[MATERIALS PROVIDED]
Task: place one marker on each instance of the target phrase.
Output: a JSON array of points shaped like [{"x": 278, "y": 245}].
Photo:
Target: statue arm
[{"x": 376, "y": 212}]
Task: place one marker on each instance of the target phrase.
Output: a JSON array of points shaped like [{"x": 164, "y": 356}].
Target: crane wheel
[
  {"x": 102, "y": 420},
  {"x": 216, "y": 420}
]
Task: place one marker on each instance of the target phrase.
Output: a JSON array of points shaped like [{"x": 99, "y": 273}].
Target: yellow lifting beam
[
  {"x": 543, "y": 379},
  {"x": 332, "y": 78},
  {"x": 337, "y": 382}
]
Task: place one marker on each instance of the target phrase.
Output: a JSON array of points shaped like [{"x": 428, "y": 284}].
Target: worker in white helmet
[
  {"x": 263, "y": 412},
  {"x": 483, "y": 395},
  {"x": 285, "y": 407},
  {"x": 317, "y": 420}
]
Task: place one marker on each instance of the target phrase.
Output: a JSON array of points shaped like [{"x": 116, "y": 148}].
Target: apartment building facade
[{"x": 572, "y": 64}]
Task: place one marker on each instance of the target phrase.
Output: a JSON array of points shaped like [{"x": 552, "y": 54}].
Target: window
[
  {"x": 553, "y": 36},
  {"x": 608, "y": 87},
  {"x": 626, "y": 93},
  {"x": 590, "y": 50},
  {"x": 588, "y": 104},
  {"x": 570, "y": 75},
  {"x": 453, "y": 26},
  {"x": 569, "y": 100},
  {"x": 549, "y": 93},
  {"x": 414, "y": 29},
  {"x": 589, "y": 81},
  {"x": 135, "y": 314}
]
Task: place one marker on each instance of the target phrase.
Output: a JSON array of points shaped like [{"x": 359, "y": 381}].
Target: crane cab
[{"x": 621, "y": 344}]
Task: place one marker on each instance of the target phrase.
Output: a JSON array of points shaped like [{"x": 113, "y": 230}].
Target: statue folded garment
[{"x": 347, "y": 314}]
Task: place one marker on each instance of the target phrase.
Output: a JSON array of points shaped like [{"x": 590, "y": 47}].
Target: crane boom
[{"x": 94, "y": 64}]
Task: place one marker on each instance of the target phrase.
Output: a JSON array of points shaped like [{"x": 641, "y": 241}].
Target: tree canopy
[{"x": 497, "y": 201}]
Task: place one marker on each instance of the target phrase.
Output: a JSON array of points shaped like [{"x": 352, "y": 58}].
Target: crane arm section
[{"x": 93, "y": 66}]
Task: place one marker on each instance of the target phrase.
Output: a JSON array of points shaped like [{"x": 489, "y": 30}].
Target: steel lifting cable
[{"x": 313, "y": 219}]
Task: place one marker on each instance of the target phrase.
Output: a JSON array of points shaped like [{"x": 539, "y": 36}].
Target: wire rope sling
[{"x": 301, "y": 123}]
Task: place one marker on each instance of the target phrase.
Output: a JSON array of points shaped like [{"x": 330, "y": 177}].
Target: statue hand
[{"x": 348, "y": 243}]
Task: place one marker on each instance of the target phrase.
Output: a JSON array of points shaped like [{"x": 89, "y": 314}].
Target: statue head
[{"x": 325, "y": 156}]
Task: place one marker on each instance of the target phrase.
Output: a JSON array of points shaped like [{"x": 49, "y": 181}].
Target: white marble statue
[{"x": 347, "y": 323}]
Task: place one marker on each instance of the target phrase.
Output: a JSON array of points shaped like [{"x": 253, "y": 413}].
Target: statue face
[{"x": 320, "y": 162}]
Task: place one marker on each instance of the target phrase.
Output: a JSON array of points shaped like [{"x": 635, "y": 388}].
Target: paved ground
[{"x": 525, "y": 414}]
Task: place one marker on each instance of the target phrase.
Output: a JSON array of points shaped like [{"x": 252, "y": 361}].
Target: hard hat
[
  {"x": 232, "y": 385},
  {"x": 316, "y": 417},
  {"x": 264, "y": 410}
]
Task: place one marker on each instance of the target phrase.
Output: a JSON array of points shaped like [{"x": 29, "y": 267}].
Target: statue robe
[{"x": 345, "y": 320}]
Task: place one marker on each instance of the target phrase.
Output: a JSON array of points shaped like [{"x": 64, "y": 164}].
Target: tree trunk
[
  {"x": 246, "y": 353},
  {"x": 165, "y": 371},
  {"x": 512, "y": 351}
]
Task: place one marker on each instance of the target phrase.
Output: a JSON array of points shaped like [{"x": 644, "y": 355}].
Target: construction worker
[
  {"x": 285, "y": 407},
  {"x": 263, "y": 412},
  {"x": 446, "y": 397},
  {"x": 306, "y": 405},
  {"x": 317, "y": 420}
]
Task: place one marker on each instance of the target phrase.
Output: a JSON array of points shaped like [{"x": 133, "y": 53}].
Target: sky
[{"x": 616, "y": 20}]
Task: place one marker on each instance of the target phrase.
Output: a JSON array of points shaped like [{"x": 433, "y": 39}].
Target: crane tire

[DIRECTIONS FOR THIS TASK] All records are to be restated exactly, from the first line to the last line.

[RESULT FOR THIS EXERCISE]
Task: place one marker on each instance of the target phrase.
Output: a JSON array of points shaped like [{"x": 278, "y": 245}].
Photo:
Target: statue arm
[{"x": 376, "y": 212}]
Task: place one marker on each instance of the target phrase.
Output: a JSON array of points shaped like [{"x": 164, "y": 356}].
Target: crane wheel
[
  {"x": 102, "y": 420},
  {"x": 216, "y": 420}
]
Task: place one marker on each instance of the target phrase.
Output: a JSON array of points shaped like [{"x": 99, "y": 273}].
Target: yellow lifting beam
[
  {"x": 543, "y": 379},
  {"x": 332, "y": 78},
  {"x": 337, "y": 382}
]
Task: place one marker on each instance of the target phrase.
Output: a JSON array of points shaped like [{"x": 428, "y": 284}].
Target: worker in white helmet
[
  {"x": 263, "y": 412},
  {"x": 483, "y": 395},
  {"x": 285, "y": 407},
  {"x": 317, "y": 420}
]
Task: place one marker on each instance of the target phrase.
Output: a JSON array of points shaped like [{"x": 116, "y": 148}].
Target: apartment building facade
[{"x": 572, "y": 64}]
Task: place one marker on each instance of the target phrase.
Output: a JSON array of points shaped like [{"x": 552, "y": 54}].
Target: window
[
  {"x": 553, "y": 36},
  {"x": 608, "y": 87},
  {"x": 626, "y": 93},
  {"x": 590, "y": 50},
  {"x": 588, "y": 104},
  {"x": 570, "y": 75},
  {"x": 453, "y": 26},
  {"x": 569, "y": 100},
  {"x": 549, "y": 93},
  {"x": 414, "y": 29},
  {"x": 589, "y": 81},
  {"x": 135, "y": 314}
]
Task: place one marker on each instance of the target phrase.
Output: a JSON array of points shaped like [{"x": 359, "y": 381}].
Target: crane cab
[{"x": 621, "y": 344}]
Task: place one marker on each instance of the target phrase.
Output: a JSON array of points shaped like [{"x": 113, "y": 230}].
Target: statue folded garment
[{"x": 347, "y": 314}]
Task: place one marker on each instance of the target phrase.
Output: a JSON array of points shaped like [{"x": 590, "y": 47}].
Target: crane boom
[{"x": 94, "y": 64}]
Task: place one marker on each instance of the target phrase.
Output: a JSON array of points shaped like [{"x": 641, "y": 241}].
Target: tree canopy
[{"x": 497, "y": 201}]
Task: place one marker on each instance of the target phrase.
Output: a JSON array of points shaped like [{"x": 352, "y": 58}].
Target: crane arm section
[{"x": 93, "y": 66}]
Task: place one marker on each instance of the target phrase.
Output: a JSON array of points shaped like [{"x": 489, "y": 30}].
Target: steel lifting cable
[{"x": 313, "y": 219}]
Task: place one marker on each instance of the target phrase.
Output: a JSON array of points shaped like [{"x": 539, "y": 36}].
Target: wire rope sling
[{"x": 301, "y": 123}]
Task: place one marker on each instance of the target phrase.
Output: a JSON array of points shaped like [{"x": 330, "y": 177}].
Target: statue hand
[{"x": 348, "y": 243}]
Task: place one marker on each instance of the target phrase.
Output: a JSON array of points shaped like [{"x": 89, "y": 314}].
Target: statue head
[{"x": 325, "y": 156}]
Task: place one marker on each instance of the target phrase.
Output: a JSON array of points shaped like [{"x": 49, "y": 181}].
Target: white marble statue
[{"x": 347, "y": 323}]
Task: place one marker on each instance of the target phrase.
Output: a JSON array of points shaped like [{"x": 253, "y": 413}].
Target: statue face
[{"x": 320, "y": 162}]
Task: place one marker on each instance of the target phrase.
Output: a JSON array of points shaped like [{"x": 635, "y": 388}].
Target: paved ground
[{"x": 525, "y": 414}]
Task: place one marker on each instance of the target phrase.
Output: a JSON array of points shaped like [{"x": 252, "y": 361}].
Target: hard hat
[
  {"x": 232, "y": 385},
  {"x": 316, "y": 417},
  {"x": 264, "y": 410}
]
Task: place one marker on each instance of the target phrase.
Output: a JSON array of points shaped like [{"x": 29, "y": 267}].
Target: statue robe
[{"x": 345, "y": 320}]
Task: place one marker on each instance of the target phrase.
Output: a JSON array of points shaped like [{"x": 64, "y": 164}].
Target: tree trunk
[
  {"x": 246, "y": 353},
  {"x": 165, "y": 371},
  {"x": 512, "y": 351}
]
Task: place one marker on each instance of the target phrase.
Output: a JSON array of points shaped like [{"x": 644, "y": 355}].
Target: construction worker
[
  {"x": 285, "y": 407},
  {"x": 263, "y": 412},
  {"x": 446, "y": 397},
  {"x": 306, "y": 405},
  {"x": 317, "y": 420}
]
Task: place one marker on each instance of the target phrase.
Output: a JSON array of points shaped like [{"x": 133, "y": 53}].
Target: sky
[{"x": 616, "y": 20}]
Task: place one marker on each instance of the target phrase.
Output: a JSON array of points shaped like [{"x": 433, "y": 39}].
Target: crane tire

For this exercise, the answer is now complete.